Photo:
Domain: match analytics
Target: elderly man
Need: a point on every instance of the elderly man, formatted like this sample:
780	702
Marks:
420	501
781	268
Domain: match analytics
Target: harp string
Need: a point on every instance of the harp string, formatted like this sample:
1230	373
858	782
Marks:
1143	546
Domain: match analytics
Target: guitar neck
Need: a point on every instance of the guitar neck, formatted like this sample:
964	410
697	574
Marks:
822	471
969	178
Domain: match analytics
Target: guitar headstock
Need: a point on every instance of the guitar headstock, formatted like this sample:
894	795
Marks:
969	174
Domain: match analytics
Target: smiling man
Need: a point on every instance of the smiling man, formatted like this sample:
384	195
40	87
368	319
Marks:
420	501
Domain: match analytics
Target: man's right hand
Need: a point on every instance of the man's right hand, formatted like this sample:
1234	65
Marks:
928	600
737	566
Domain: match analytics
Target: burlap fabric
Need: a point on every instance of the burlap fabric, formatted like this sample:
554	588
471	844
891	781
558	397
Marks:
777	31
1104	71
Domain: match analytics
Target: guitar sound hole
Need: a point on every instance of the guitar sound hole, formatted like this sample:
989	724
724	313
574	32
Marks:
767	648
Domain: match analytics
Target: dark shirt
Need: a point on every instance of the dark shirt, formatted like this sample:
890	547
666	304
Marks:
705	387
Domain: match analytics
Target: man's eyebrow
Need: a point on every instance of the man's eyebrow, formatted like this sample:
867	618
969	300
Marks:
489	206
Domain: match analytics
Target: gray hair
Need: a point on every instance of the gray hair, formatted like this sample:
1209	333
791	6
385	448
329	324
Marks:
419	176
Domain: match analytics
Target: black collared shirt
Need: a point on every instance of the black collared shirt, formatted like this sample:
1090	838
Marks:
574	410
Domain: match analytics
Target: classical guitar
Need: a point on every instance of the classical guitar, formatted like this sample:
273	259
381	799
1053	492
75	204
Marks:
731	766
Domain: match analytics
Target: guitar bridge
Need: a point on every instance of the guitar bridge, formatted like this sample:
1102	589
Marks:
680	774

━━━━━━━━━━━━━━━━

Repeat every entry word for word.

• Written response:
Photo:
Domain: match analytics
Target: elderly man
Need: a point on every instance of the elderly man, formatted like this sample:
780	702
Marks:
420	501
781	268
Domain: match analytics
Target: harp string
Need: a point on every instance of the harp string, formatted like this sample:
1230	373
858	782
Marks:
1143	546
Domain: match analytics
Target: guitar neck
Need: a point on every instance of the guitar neck, formatted like this sample:
964	410
697	574
Marks:
822	471
969	178
Domain: match analytics
Target: guitar headstock
Need: a point on every instance of the guitar headstock, formatted like this sample:
894	795
Marks:
969	174
Domain: match analytics
Target: smiling man
Need: a point on every instance of the smiling man, formatted like this sample:
384	195
40	87
368	319
Marks:
420	501
Domain: match analytics
Target: man's right hand
Need: a point on every instance of the man's right hand, formatted like this sample:
1234	65
Marks:
928	600
737	566
Domain: match analytics
Target: burlap fabric
Need: a point on every instance of the burlap fabric, formatted like this sample:
554	588
471	844
891	781
558	397
Marks:
777	31
1104	71
Domain: match analytics
Target: guitar sound hole
Need: a point on every instance of the guitar sound hole, formatted like this sample:
989	724
724	313
574	32
Marks:
767	648
Domain: match analytics
Target: dark shirt
Need: a point on every instance of the dark shirt, formatted like this sample:
890	547
666	304
Marks:
705	387
Domain: match analytics
Target: man's eyebrow
Need: a point on every instance of the man's eyebrow, formatted like this sample:
867	618
969	300
Marks:
489	206
Domain: match analytics
Target: gray hair
Need: a point on every instance of the gray hair, formatted like this sample:
1209	333
791	6
385	448
329	324
Marks:
419	176
Domain: match analytics
Target: black collared shirt
Need: a point on every instance of the black collared shirt, formatted like this sample:
1090	838
Marks:
574	410
Domain: match analytics
Target: classical guitar
Need: a point on every instance of the classical guitar, formatted like this sample:
273	259
381	799
1053	492
75	204
Marks:
731	766
Domain: match analytics
Target: guitar bridge
Need: a point on every instance of the guitar bridge, formatted like this sample:
1102	589
Marks:
680	774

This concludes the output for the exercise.